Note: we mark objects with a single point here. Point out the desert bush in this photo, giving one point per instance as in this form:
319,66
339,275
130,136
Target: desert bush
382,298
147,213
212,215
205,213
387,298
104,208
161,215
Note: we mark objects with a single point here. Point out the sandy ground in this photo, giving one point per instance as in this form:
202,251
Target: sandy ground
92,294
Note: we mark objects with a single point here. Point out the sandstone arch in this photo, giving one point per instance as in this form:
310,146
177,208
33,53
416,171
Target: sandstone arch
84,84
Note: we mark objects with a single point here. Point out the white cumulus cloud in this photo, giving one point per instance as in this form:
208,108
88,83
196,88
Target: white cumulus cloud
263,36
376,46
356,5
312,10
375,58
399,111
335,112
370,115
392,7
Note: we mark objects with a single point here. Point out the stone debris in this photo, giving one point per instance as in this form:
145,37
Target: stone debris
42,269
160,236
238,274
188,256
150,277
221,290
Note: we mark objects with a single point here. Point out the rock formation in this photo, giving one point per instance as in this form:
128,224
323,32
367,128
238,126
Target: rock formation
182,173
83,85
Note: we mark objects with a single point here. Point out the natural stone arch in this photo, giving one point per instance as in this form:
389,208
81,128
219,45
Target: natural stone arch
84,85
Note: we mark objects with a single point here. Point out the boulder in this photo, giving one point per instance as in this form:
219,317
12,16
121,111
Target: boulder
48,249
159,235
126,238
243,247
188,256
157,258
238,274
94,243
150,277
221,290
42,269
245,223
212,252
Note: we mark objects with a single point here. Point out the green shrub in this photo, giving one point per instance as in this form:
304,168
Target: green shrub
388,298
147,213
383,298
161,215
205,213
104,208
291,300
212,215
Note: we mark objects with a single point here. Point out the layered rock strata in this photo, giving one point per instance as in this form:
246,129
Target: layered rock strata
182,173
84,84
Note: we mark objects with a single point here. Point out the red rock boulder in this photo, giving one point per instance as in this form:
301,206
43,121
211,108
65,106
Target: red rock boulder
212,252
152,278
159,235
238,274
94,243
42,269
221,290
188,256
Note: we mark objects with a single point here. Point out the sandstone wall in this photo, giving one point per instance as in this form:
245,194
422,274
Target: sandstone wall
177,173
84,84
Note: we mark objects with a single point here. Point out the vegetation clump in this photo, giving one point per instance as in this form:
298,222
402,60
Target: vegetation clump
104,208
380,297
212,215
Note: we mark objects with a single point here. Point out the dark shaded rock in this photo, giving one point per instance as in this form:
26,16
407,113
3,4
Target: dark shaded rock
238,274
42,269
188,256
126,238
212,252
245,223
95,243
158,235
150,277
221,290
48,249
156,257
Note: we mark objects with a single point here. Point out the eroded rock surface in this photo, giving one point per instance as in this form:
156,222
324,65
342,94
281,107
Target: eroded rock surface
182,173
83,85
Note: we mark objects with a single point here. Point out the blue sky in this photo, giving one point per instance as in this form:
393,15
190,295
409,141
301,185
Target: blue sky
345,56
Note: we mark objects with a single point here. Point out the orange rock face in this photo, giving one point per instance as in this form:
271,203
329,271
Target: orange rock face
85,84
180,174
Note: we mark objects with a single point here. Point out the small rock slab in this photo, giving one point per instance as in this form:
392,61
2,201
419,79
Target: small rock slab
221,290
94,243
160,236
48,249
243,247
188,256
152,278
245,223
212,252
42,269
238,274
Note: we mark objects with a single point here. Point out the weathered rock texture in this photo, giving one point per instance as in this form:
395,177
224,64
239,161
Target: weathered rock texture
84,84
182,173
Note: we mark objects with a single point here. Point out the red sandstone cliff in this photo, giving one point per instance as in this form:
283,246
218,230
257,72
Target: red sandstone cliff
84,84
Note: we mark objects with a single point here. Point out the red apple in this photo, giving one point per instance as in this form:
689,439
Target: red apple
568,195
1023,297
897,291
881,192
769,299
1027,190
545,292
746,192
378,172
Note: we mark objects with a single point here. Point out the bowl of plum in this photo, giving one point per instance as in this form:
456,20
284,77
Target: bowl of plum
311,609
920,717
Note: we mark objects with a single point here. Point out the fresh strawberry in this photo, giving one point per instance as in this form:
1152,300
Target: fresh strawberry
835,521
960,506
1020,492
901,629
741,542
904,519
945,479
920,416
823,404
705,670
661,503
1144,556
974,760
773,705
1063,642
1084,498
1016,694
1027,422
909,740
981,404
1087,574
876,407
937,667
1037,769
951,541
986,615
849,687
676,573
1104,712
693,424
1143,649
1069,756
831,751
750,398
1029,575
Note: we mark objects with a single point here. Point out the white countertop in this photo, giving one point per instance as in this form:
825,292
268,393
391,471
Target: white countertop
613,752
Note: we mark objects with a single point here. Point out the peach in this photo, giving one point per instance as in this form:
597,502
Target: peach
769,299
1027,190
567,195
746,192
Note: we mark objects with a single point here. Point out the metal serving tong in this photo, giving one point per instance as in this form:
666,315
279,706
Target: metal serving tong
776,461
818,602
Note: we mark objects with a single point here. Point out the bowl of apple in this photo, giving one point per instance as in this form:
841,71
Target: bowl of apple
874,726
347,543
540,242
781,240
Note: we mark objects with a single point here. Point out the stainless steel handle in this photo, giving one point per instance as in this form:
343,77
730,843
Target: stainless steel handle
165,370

Directions for this task
Every record above needs to be returned in full, exactly.

Output for this task
Note: we mark objects with a single point here. Point out the desert bush in this photo, giving one point per instance as in this form:
319,66
339,275
130,136
Target: desert bush
382,298
147,213
212,215
205,213
387,298
104,208
161,215
Note: we mark objects with a single point here. Point out the sandy ground in this photo, giving one point per instance as in this form:
202,251
Target: sandy ground
92,294
Note: we mark objects with a single point here. Point out the sandstone arch in this photo, giving one point per instance as in this form:
310,146
177,208
33,53
416,171
Target: sandstone arch
84,84
Note: we mark objects with a single point here. Point out the white cumulus cloud in this photo, giving one point per instance as in this form:
208,108
88,83
196,88
Target: white cumulus cloud
263,36
376,46
356,5
312,10
375,58
399,111
335,112
370,115
392,7
Note: we mark objects with a single point here. Point out the stone debris in this photo, giving one point per instance as in this form:
145,37
Target: stone debris
42,269
160,236
238,274
188,256
150,277
221,290
Note: we mark objects with a single point here. Point out the rock formation in this photo, giving one point per instance as in this form:
128,224
323,32
367,128
238,126
Target: rock formation
182,173
83,85
Note: we mark objects with a single point here. Point out the natural stone arch in this photo, giving one point per instance as in this form:
389,208
81,128
219,45
Target: natural stone arch
84,85
Note: we mark objects with a single point here. Point out the boulder in this photo, giving one point per instance as in this form:
219,317
12,16
121,111
Target: boulder
48,249
159,235
126,238
243,247
188,256
157,258
238,274
94,243
150,277
221,290
42,269
245,223
212,252
Note: we mark objects with a single point here. Point out the green shrub in this photo, giving one point per instance as in this form:
304,168
Target: green shrub
388,298
147,213
383,298
161,215
205,213
104,208
291,300
212,215
Note: we mark objects with a single point here. Point out the layered rock strata in this photo, giving one point per instance as in this form:
246,129
Target: layered rock strata
182,173
84,84
Note: we mark objects with a single point here. Point out the red rock boulder in this photo, giving one point per instance as in this form:
301,206
43,121
211,108
65,106
Target: red rock boulder
212,252
152,278
159,235
238,274
94,243
42,269
221,290
188,256
Note: we mark objects with a single point here. Point out the sandstone wall in this photo, giving one point per instance as in this form:
245,194
422,274
Target: sandstone wall
177,173
84,84
Note: we mark objects with a single point here. Point out the vegetation clump in this photo, giving one point per instance as in this form:
298,222
402,60
Target: vegetation clump
104,208
380,297
212,215
Note: we mark objects with a single point here. Point out the dark shaded rock in this photo, giving one point per instance as in this form:
26,16
407,113
3,4
Target: dark shaded rock
238,274
42,269
188,256
126,238
212,252
245,223
95,243
158,235
150,277
221,290
48,249
156,257
Note: we mark objects with a single point here. Point out the eroded rock surface in this photo, giving one point per instance as in this form:
156,222
324,65
342,94
281,107
Target: eroded rock surface
182,173
83,85
Note: we mark objects with a single point here. Point out the blue sky in this photo, giving one point per instance as in this form:
393,15
190,295
409,141
301,185
Target: blue sky
345,56
Note: we mark objects with a single point here. Point out the orange rock face in this photo, giving one point per instance as in this form:
271,203
329,271
Target: orange rock face
85,84
180,174
Note: we mark objects with a single point here. Point out the small rock slab in this photo, giving one point per instance as in this form:
392,61
2,201
419,79
Target: small rock slab
221,290
94,243
160,236
48,249
243,247
188,256
152,278
245,223
212,252
42,269
238,274
Note: we mark objects with a single point here. Point out the weathered rock texture in this photo, giving one point per instance as in this form:
395,177
224,64
239,161
Target: weathered rock texture
84,84
182,173
Note: we mark objects with a single point here. Point out the red sandstone cliff in this photo, giving one point per instance as in this form:
283,246
218,230
257,72
Target: red sandstone cliff
84,84
Note: we mark objects with a single point here. Point out the red apple in this photo, giving one point per instance as in this form:
689,439
Target: red apple
568,195
1023,297
897,291
881,192
769,299
1027,190
545,292
746,192
378,172
Note: we mark objects with a single point here. Point out the bowl of plum in this photo, giving one point per instance as in this form:
456,20
284,77
Target: bowl of plum
311,609
920,717
Note: we mark objects with a single point here. Point out the fresh strawberry in this photo, giving one point per instance as in this form:
1152,300
Target: fresh strawberry
835,521
960,506
1020,492
901,629
741,542
904,519
945,479
920,416
823,404
705,670
661,503
1144,556
974,760
773,705
1063,642
1084,498
1016,694
1027,422
909,740
981,404
1087,574
876,407
937,667
1037,769
951,541
986,615
849,687
676,573
1104,712
693,424
1143,649
1069,756
831,751
750,398
1029,575
Note: we mark objects with a single point here. Point out the white countertop in this photo, giving one point per instance as in this form:
825,292
268,393
391,471
Target: white countertop
613,752
Note: we mark objects with a single point here. Point out the peach in this photo, giving one point per instance as in this form:
597,502
Target: peach
769,299
1027,190
567,195
746,192
Note: we mark objects with a single point here. Point out the metal serving tong in this photo, giving one point per instance as in this form:
666,315
279,706
Target: metal serving tong
776,461
818,602
Note: we mark objects with a single point here. Point out the bowl of apple in this photo, giving one point per instance as in this form:
841,71
Target: bowl of apple
874,726
347,543
540,242
781,240
Note: we mark objects with a single point here. Point out the stainless steel handle in this photo, giving one point per instance as in this form:
343,77
730,843
Target: stainless steel handle
165,370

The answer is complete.